What is needed:
Set down, exactly and with nothing added, the lines running from the one that holds "Target: asphalt ground" to the final line of the records. Pictures stay out of the copy.

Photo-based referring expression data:
┌──

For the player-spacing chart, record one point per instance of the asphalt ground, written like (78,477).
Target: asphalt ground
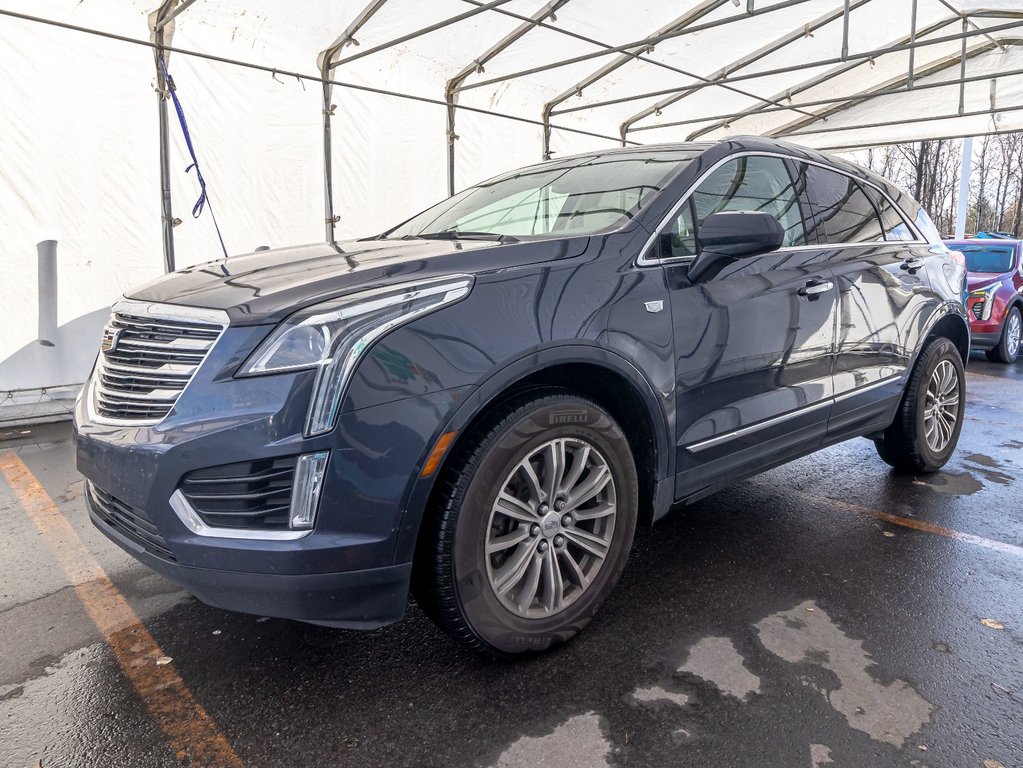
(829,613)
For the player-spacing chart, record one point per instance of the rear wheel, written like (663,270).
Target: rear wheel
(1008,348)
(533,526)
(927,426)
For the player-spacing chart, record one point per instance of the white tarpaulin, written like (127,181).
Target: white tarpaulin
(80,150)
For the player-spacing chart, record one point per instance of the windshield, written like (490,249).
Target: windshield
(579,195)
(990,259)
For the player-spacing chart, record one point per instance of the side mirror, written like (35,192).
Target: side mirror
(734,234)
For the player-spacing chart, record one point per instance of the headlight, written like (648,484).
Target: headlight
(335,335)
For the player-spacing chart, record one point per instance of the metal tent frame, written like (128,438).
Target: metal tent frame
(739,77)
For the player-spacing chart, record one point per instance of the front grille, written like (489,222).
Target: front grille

└──

Written response:
Target: asphalt ground
(829,613)
For the player-spacing chart, record one point per instance of the rear wheel, written like (663,270).
Target: rear wheel
(1008,348)
(533,526)
(927,426)
For the player-spacing chart, record one point per instance of the white tarpaulin, written like (127,181).
Target: white tarpaulin
(80,150)
For the player-spacing chart, record one point per instance of the windshield, written like (490,249).
Target: windshield
(579,195)
(990,259)
For the player-spacing chart, record one point per instance of the side mirror, written like (35,192).
Target: side mirror
(734,234)
For the player-spacing chart, record one point per instance of the headlight, written like (648,484).
Target: headlight
(335,335)
For the player-spacing chart, record one point per instance of the metal tent frame, written like (128,438).
Target: metal tent frame
(739,77)
For the player-spacing chart, record one point per instance of the front grille, written like (489,222).
Target: front grille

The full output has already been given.